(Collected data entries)
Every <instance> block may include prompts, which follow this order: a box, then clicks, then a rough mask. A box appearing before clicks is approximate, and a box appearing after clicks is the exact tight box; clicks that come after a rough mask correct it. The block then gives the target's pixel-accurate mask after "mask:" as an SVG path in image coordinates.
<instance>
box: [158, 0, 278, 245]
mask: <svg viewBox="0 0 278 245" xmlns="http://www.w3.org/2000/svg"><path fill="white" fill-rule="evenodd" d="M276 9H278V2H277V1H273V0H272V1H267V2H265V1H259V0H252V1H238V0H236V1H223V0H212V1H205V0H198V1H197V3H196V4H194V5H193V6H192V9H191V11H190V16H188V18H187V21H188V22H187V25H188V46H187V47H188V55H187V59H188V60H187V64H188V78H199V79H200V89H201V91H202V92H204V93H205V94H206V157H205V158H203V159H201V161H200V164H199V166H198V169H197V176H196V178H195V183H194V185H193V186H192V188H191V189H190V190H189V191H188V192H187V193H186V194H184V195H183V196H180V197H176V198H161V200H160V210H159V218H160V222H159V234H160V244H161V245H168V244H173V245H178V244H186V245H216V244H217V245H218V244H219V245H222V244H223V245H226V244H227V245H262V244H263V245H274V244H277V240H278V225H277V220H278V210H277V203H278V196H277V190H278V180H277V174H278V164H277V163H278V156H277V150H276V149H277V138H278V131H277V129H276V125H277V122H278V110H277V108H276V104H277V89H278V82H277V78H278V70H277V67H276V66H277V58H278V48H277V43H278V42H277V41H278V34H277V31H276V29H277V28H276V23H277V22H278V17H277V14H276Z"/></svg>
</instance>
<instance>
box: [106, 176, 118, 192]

■ **WHAT THIS TASK INVOLVES**
All of the entries are to be set down again without alteration.

■ **REPLY**
Every <instance> block may include prompts, which follow this order: a box, then clicks, then a rough mask. A box appearing before clicks is approximate, and a box appearing after clicks is the exact tight box; clicks that come after a rough mask correct it. The block then gives the target's pixel-accurate mask after "mask:" as an SVG path in image coordinates.
<instance>
box: [158, 0, 278, 245]
mask: <svg viewBox="0 0 278 245" xmlns="http://www.w3.org/2000/svg"><path fill="white" fill-rule="evenodd" d="M276 9H278V2H277V1H273V0H272V1H267V2H265V1H259V0H252V1H238V0H236V1H223V0H212V1H205V0H198V1H197V3H196V4H194V5H193V6H192V9H191V11H190V16H188V18H187V21H188V22H187V25H188V46H187V47H188V55H187V59H188V60H187V64H188V78H199V79H200V89H201V91H202V92H204V93H205V94H206V157H205V158H203V159H201V161H200V164H199V166H198V169H197V176H196V178H195V183H194V185H193V186H192V188H191V189H190V190H189V191H188V192H187V193H186V194H184V195H183V196H180V197H176V198H161V200H160V210H159V218H160V222H159V234H160V244H161V245H168V244H173V245H178V244H186V245H216V244H217V245H218V244H219V245H222V244H223V245H226V244H227V245H262V244H263V245H274V244H277V240H278V225H277V220H278V210H277V203H278V196H277V190H278V180H277V174H278V164H277V163H278V156H277V150H276V149H277V138H278V131H277V129H276V125H277V122H278V110H277V108H276V104H277V89H278V82H277V78H278V70H277V67H276V66H277V58H278V48H277V43H278V42H277V41H278V34H277V31H276V29H277V28H276V23H277V22H278V17H277V14H276Z"/></svg>
</instance>
<instance>
box: [106, 176, 118, 192]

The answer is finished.